Dataset content:
** begin **

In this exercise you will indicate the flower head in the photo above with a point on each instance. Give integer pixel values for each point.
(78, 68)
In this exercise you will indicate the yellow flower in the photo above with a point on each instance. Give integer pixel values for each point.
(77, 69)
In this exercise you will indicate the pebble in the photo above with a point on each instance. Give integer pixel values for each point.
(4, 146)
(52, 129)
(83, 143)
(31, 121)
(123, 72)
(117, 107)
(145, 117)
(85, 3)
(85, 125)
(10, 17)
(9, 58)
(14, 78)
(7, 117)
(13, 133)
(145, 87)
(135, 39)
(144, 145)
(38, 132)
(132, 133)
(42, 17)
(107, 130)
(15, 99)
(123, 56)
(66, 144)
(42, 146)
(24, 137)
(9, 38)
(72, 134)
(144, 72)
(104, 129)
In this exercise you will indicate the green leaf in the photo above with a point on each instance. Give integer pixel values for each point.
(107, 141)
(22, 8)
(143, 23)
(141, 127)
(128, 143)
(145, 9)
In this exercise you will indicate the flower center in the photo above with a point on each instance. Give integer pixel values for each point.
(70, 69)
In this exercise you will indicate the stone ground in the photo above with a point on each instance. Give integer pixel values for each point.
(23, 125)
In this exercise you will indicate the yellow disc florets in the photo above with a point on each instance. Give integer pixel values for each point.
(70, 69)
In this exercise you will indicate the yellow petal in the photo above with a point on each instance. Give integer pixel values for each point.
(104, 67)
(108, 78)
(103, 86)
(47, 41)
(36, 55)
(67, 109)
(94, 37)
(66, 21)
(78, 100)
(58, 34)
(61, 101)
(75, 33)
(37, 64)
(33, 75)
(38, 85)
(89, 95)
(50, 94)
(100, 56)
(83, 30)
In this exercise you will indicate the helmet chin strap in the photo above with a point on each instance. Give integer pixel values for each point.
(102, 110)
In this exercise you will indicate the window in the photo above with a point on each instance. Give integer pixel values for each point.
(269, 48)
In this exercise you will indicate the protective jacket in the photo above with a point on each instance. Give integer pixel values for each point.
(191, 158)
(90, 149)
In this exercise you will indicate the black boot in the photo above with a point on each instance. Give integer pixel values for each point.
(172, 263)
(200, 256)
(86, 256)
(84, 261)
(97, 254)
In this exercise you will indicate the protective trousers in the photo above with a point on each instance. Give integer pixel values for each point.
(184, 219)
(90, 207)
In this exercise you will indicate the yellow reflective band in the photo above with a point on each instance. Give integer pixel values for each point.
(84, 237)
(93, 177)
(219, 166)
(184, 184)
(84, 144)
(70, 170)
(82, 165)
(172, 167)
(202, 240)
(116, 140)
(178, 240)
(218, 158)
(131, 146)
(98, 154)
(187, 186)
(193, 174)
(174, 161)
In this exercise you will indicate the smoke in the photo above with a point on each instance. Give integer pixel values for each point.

** end **
** begin **

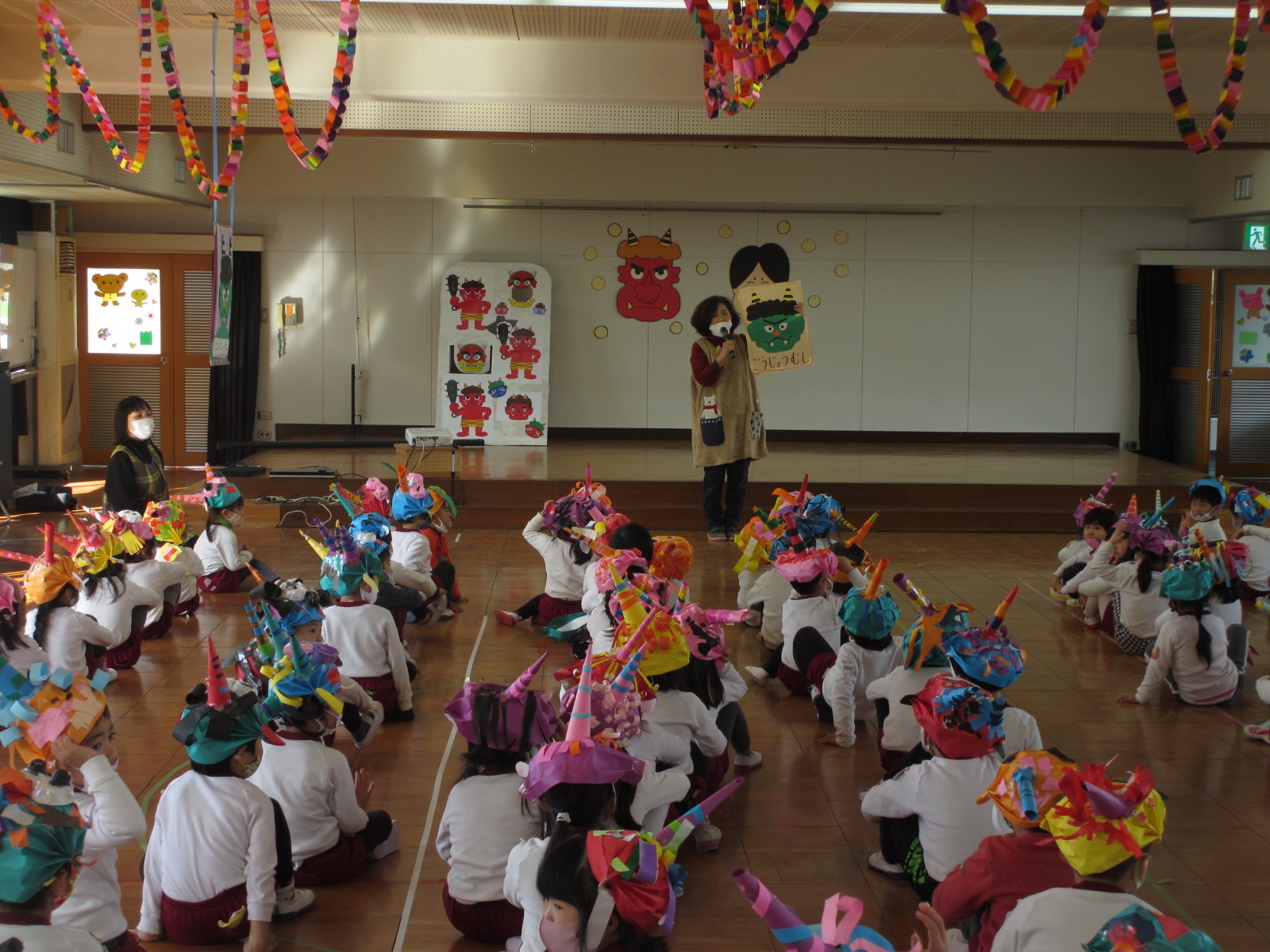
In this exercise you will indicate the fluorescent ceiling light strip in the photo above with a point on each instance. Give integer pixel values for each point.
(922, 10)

** end **

Written problem: Return every line above that contains the word "protective".

Finished task:
In this exercise you will indicate the protective jacket in the photo above with a point on each instance. Give integer pixel values for each point.
In this exercise you will indicate the protective trousers in the photo above with a point on each instance. Give integer pixel values for each point.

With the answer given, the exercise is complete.